→ PAGE
Marianne is a Medium. Not the kind that reads Tarot cards and scams tourists, a legit one that can see dead people and help them cross to the other side. She must use her powers to uncover the truth about not just the case she is investigating, but herself as well. This is the setup for Bloober Teams The Medium, and despite technical issues that prevent it from becoming a classic, it's one of the best horror thriller games of the last few years. 

The game’s world is dark, the main character working at her adoptive fathers funeral home and her first act is to get him ready for burial. It’s an effective tutorial of how the game works, which is to say as a modern adventure game, so it's a case of running around rooms and environments to find interactive elements and find what is required to solve a given puzzle. In terms of gameplay, the majority is fairly standard stuff that fans of the genre will have seen a hundred times before. 

It does have some twists however, and various points in the game Marianne shifts so she inhibits the real world and ‘the other side’ at the same time. This literally splits the screen in two, either top and bottom or side by side depending on how that sequence is set to play out. This gives way to the games' take on puzzle solving, as Mariannes medium powers, for the most part, can only be used on the other side. This allows her a defensive ability, an offensive ability and to have an out of body experience which shifts her onto the otherside to move independently of the real world, though this only lasts a finite amount of time. 

This is how you get past the various obstacles that lie in your path to solve puzzles and move forward, though to be honest the game does a bad job of reminding you this abilities are at your disposal, and I got stuck on a least a couple of levels because I forgot about the out of body experience ability and the game does not make it obvious that is what you need to do to continue. I am not complaining about a hint system here, this is a case of there being an in world hint to what to do, but it’s so vague that it is easy to overlook. 

It’s frustrating, though once you get used to what to look for it's better than it was, you just shouldn’t have so much trial and error to get there. The puzzles themselves are not especially difficult to figure out, but that doesn’t mean they aren’t satisfying to complete. One in particular stands out, and has you switching between the real world and the other side in order to figure out the solution. It's very clever, and is one of the game's strongest sequences. 

The split mechanic when it kicks in I have to admit is very clever and really cool. If you think of the remasters of Halo CE and Halo 2, where you can hit a button to switch to the old graphics from the new ones, it's kind of like that but both are happening at the same time. When this is a cutscene, it's quite freaky because the real world section plays out exactly the same as the otherside, but without the other character Marianne is talking to. She literally talks to, and interacts with, herself. 

Speaking of freaky, the developers' rendition of the other side is one of the freakiest things I have seen in some time. It’s all rotten and decaying versions of the spaces you occupy in the real world, with things like a collapsed wall replaced with burnt corpse’ looking down at the ground or revealing the fate of long dead characters. Walls look like they are made out of bone underneath and doors of stretched skin block your path. It's a great environmental look, but it's the characters you meant that send it all home. These will have relatively normal things like missing arms, and when I say normal here I mean in terms of what your brain understands, but also the outskin on other limbs will be twisted with holes missing to reveal nothing in the middle. Ribcages will be exposed but look grey and brittle, while this strange, almost fungal display spreads out from various parts of the body. 

It is one of the games best looking aspects and marks the talent of the art team at Bloober, though as someone who has had nightmares of freaky skin stuff since watching an old sci-fi movie as a kid, this distracted me a few times as it made my skin crawl. Which I guess is exactly the effect they were going for, and the game is all the better for it.

→ DATASET EXTRACT
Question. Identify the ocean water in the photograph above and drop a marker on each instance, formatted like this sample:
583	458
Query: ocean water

→ WORK TO DO
From the review of The Medium, extract everything from "It does have" down to "amount of time.", word for word.

→ OUTPUT BELOW
It does have some twists however, and various points in the game Marianne shifts so she inhibits the real world and ‘the other side’ at the same time. This literally splits the screen in two, either top and bottom or side by side depending on how that sequence is set to play out. This gives way to the games' take on puzzle solving, as Mariannes medium powers, for the most part, can only be used on the other side. This allows her a defensive ability, an offensive ability and to have an out of body experience which shifts her onto the otherside to move independently of the real world, though this only lasts a finite amount of time.